## PROBLEM TO SOLVE
Copy each of the following lines word for word, leaving nothing out and changing nothing.

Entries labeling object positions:
-- begin --
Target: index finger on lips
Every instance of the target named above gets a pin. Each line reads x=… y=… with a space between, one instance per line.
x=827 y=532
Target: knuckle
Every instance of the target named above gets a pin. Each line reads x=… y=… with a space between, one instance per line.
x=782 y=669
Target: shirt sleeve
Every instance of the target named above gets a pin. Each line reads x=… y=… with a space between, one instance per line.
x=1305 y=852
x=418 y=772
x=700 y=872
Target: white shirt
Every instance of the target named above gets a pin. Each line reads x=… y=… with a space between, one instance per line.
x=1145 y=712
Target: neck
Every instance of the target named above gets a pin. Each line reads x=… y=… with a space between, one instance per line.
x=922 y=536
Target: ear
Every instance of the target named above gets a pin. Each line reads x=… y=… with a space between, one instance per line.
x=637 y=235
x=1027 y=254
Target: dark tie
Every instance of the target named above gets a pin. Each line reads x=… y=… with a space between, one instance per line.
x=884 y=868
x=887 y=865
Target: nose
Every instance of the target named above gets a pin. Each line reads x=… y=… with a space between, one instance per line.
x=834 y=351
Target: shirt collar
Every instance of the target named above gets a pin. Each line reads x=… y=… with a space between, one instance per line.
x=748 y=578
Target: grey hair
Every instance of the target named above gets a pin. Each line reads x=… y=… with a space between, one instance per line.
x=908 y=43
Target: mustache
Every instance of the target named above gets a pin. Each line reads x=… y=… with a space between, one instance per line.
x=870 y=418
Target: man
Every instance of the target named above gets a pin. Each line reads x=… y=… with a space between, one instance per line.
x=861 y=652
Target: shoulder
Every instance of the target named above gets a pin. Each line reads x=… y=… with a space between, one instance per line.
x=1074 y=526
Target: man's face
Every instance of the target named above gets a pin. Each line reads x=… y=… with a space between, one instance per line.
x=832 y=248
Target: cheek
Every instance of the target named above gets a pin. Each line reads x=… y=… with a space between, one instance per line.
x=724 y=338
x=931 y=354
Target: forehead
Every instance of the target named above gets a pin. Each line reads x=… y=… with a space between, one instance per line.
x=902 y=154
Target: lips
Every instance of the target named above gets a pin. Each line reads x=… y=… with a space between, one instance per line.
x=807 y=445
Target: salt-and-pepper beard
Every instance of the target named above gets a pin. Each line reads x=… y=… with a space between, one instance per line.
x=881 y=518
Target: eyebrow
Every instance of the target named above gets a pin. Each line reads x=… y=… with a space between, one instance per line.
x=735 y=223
-- end --
## RESULT FOR THIS TASK
Target: index finger on lips
Every instance of the target named above gets a pin. Each line reads x=… y=… with a space between, one instance per line.
x=827 y=532
Target: knuckle
Every instance of the target named above gets a pin. Each line reads x=… y=… with a space between, one instance per line.
x=782 y=669
Target: shirt sleeve
Every instance of the target named above gets a pin. Each line reads x=… y=… with a space between, one instance per line.
x=1305 y=852
x=418 y=772
x=700 y=872
Target: white shirt
Every instance of the target named above gets a pin. Each line reads x=… y=… with a space between, one instance per line.
x=1145 y=712
Target: neck
Every instance of the target named above gets a pin. Each line reads x=… y=… with a space between, one instance per line.
x=922 y=536
Target: ear
Every instance of the target named above gets a pin. Each line reads x=… y=… with a space between, one instance per line.
x=637 y=235
x=1027 y=254
Target: dark tie
Every instance of the target named above gets a pin. Each line reads x=… y=… with a space between, one instance per line.
x=884 y=868
x=887 y=865
Target: nose
Every instance of the target named above gets a pin. Each line reads x=… y=… with a space between, one instance per line.
x=834 y=351
Target: shirt collar
Every instance of the target named above gets a pin. Each line reads x=… y=… with a space between, one instance per line.
x=748 y=578
Target: grey hair
Every instance of the target named above gets a pin. Each line reads x=… y=… with a space between, one instance per line.
x=908 y=43
Target: mustache
Every instance of the target named above gets a pin. Each line reads x=… y=… with a space between, one instance per line.
x=870 y=418
Target: man
Every instance of the target named above gets a pin. Each line reads x=… y=… with a space between, one instance per line.
x=861 y=652
Target: shoulder
Every instance of the target named above gets a pin. Each line reads x=… y=… with a space between, one instance per line.
x=1074 y=526
Target: man's face
Every instance of the target named above gets a pin. Each line reads x=… y=… with a space between, one instance per line.
x=832 y=248
Target: cheek
Every instance of the target named above gets a pin. Each line reads x=… y=… with a space between, one instance per line.
x=724 y=338
x=931 y=354
Target: forehead
Every instance of the target named above gets a pin. Each line reads x=… y=… with a space between, one instance per line.
x=902 y=154
Target: lips
Every instance of the target named above gets a pin. Each line reads x=… y=… with a space between, one instance per line.
x=807 y=445
Target: salt-and-pepper beard
Every instance of the target named above gets a pin. Each line reads x=… y=… with a space between, one instance per line.
x=881 y=518
Target: eyebrow
Every instance of the target named above gets a pin. Each line reads x=… y=… with a space between, one instance per line.
x=735 y=223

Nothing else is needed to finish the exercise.